> [Named object pointing records]:
● ● ● ●
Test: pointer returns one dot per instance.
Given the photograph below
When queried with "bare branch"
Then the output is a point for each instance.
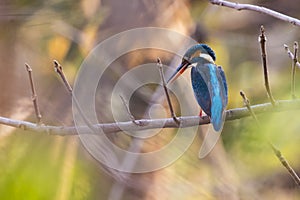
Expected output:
(275, 150)
(159, 64)
(128, 111)
(260, 9)
(291, 55)
(248, 105)
(262, 40)
(58, 69)
(295, 60)
(34, 95)
(285, 163)
(187, 121)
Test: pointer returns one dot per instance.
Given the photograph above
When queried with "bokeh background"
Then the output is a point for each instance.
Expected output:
(242, 166)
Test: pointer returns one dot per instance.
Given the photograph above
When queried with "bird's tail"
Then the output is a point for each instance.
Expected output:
(210, 139)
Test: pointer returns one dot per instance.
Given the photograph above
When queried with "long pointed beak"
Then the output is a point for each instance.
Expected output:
(183, 66)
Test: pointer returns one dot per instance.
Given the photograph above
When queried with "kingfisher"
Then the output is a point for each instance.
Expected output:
(208, 82)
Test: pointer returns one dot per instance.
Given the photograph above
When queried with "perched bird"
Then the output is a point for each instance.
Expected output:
(208, 82)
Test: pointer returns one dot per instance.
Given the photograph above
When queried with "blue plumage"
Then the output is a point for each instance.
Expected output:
(208, 82)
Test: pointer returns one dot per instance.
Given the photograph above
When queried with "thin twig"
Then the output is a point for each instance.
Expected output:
(291, 55)
(34, 95)
(248, 105)
(285, 163)
(186, 121)
(262, 40)
(159, 64)
(260, 9)
(295, 60)
(276, 151)
(58, 69)
(128, 112)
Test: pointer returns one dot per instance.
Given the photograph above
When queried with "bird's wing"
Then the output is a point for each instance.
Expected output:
(214, 79)
(222, 74)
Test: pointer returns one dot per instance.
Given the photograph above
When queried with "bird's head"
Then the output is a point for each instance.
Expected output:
(193, 55)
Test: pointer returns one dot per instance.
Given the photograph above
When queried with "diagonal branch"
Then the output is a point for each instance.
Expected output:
(34, 95)
(260, 9)
(159, 64)
(187, 121)
(262, 41)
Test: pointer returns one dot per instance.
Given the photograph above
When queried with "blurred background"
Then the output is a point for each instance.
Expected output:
(242, 166)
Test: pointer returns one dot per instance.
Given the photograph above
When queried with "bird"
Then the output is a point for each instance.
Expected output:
(208, 82)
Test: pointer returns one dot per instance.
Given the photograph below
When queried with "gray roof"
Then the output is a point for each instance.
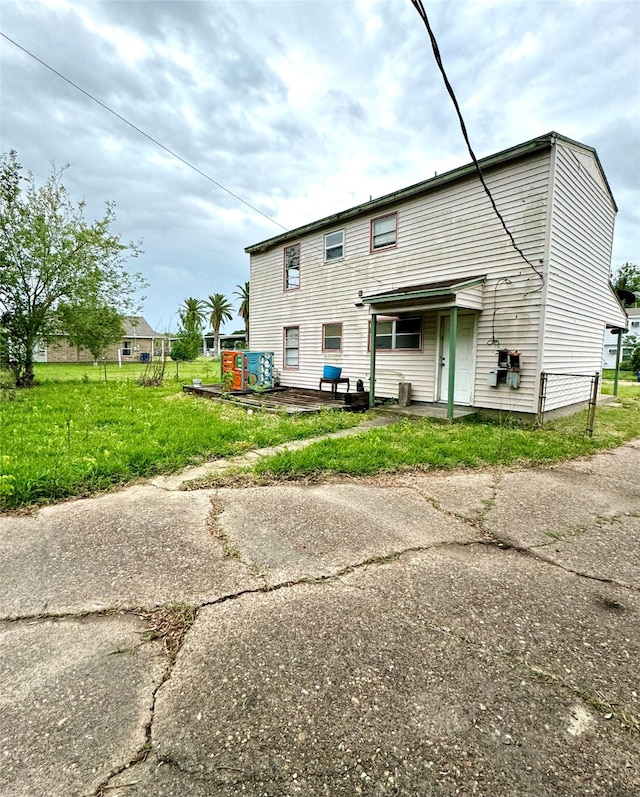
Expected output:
(462, 173)
(135, 326)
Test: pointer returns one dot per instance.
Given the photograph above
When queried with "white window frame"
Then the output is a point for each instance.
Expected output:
(394, 334)
(326, 337)
(288, 348)
(388, 244)
(333, 246)
(288, 269)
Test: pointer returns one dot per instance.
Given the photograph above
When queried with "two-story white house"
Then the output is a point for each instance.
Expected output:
(431, 275)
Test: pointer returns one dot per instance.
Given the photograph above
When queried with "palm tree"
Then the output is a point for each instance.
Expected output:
(243, 310)
(193, 315)
(219, 311)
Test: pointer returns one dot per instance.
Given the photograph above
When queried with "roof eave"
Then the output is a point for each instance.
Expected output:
(454, 175)
(426, 294)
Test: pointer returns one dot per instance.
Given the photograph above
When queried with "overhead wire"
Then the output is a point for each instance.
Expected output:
(158, 143)
(143, 133)
(418, 5)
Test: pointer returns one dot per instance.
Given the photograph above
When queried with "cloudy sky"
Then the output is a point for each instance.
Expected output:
(302, 109)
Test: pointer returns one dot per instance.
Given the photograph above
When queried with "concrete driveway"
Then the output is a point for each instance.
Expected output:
(475, 633)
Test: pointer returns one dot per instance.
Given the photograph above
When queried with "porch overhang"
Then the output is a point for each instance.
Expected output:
(453, 294)
(465, 293)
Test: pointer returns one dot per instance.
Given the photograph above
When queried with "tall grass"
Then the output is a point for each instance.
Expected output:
(66, 438)
(428, 444)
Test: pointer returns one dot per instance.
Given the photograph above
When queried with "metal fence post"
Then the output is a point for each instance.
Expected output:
(591, 415)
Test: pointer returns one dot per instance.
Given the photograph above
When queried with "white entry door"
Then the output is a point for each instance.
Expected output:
(465, 359)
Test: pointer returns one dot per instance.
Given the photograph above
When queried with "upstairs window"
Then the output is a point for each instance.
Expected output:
(334, 245)
(399, 333)
(332, 337)
(384, 232)
(292, 267)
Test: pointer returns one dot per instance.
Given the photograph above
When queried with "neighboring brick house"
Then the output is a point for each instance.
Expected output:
(139, 343)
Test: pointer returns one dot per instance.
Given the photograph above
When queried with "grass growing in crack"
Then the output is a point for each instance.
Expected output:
(428, 444)
(169, 624)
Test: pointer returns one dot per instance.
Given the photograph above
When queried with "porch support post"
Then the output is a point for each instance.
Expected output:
(618, 354)
(453, 334)
(372, 366)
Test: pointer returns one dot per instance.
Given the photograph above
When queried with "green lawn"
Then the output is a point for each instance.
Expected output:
(74, 434)
(428, 444)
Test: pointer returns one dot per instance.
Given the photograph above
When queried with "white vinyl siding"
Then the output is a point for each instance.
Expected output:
(449, 232)
(292, 267)
(579, 303)
(384, 232)
(401, 333)
(332, 337)
(291, 347)
(334, 245)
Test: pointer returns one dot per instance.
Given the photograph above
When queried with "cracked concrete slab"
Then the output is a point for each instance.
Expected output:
(292, 532)
(621, 463)
(138, 547)
(534, 506)
(428, 657)
(610, 549)
(374, 685)
(70, 706)
(465, 494)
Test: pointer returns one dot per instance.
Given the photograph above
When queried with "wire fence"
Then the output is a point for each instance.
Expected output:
(561, 390)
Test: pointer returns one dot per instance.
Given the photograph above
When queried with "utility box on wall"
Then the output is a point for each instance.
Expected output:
(508, 371)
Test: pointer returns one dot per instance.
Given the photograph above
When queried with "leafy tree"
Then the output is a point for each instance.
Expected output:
(219, 311)
(193, 315)
(627, 278)
(92, 326)
(51, 257)
(243, 310)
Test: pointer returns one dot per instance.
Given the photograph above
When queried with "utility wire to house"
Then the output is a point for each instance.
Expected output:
(158, 143)
(418, 5)
(142, 132)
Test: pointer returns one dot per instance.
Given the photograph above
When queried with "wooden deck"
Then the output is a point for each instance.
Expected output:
(299, 399)
(280, 399)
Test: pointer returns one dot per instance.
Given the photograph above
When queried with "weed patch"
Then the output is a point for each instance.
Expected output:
(64, 439)
(477, 442)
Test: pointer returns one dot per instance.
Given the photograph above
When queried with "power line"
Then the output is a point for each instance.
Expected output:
(417, 4)
(158, 143)
(142, 132)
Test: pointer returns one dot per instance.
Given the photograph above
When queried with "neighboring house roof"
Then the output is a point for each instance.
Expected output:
(135, 326)
(418, 189)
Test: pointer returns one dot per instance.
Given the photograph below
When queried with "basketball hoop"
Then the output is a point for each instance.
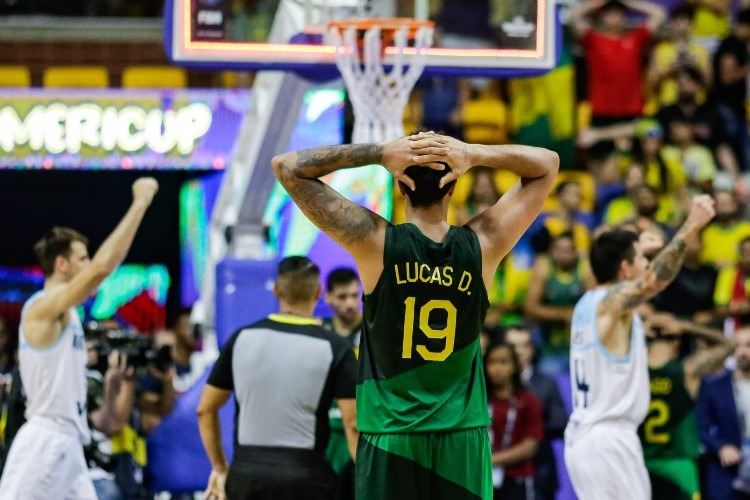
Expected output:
(364, 47)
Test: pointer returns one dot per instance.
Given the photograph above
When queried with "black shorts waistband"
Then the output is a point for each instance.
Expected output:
(277, 454)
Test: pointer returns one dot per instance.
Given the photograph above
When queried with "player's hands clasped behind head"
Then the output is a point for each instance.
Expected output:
(398, 155)
(701, 212)
(144, 190)
(430, 148)
(216, 489)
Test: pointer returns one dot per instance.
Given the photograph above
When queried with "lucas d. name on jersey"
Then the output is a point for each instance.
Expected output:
(412, 272)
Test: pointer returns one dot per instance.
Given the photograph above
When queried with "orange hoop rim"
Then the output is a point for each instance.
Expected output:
(387, 25)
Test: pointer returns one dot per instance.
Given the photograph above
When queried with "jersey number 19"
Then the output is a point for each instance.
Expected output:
(448, 332)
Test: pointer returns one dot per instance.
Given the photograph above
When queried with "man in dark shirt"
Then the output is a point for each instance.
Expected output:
(554, 415)
(285, 372)
(731, 67)
(707, 122)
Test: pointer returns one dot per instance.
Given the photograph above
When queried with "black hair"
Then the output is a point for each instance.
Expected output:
(613, 5)
(341, 276)
(692, 73)
(516, 382)
(684, 11)
(427, 182)
(743, 17)
(608, 250)
(639, 155)
(297, 279)
(564, 185)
● ● ● ●
Pull out every line of the records that contains the string "black", matching case exactly.

When queried with "black shorts waistband"
When queried with "black hair"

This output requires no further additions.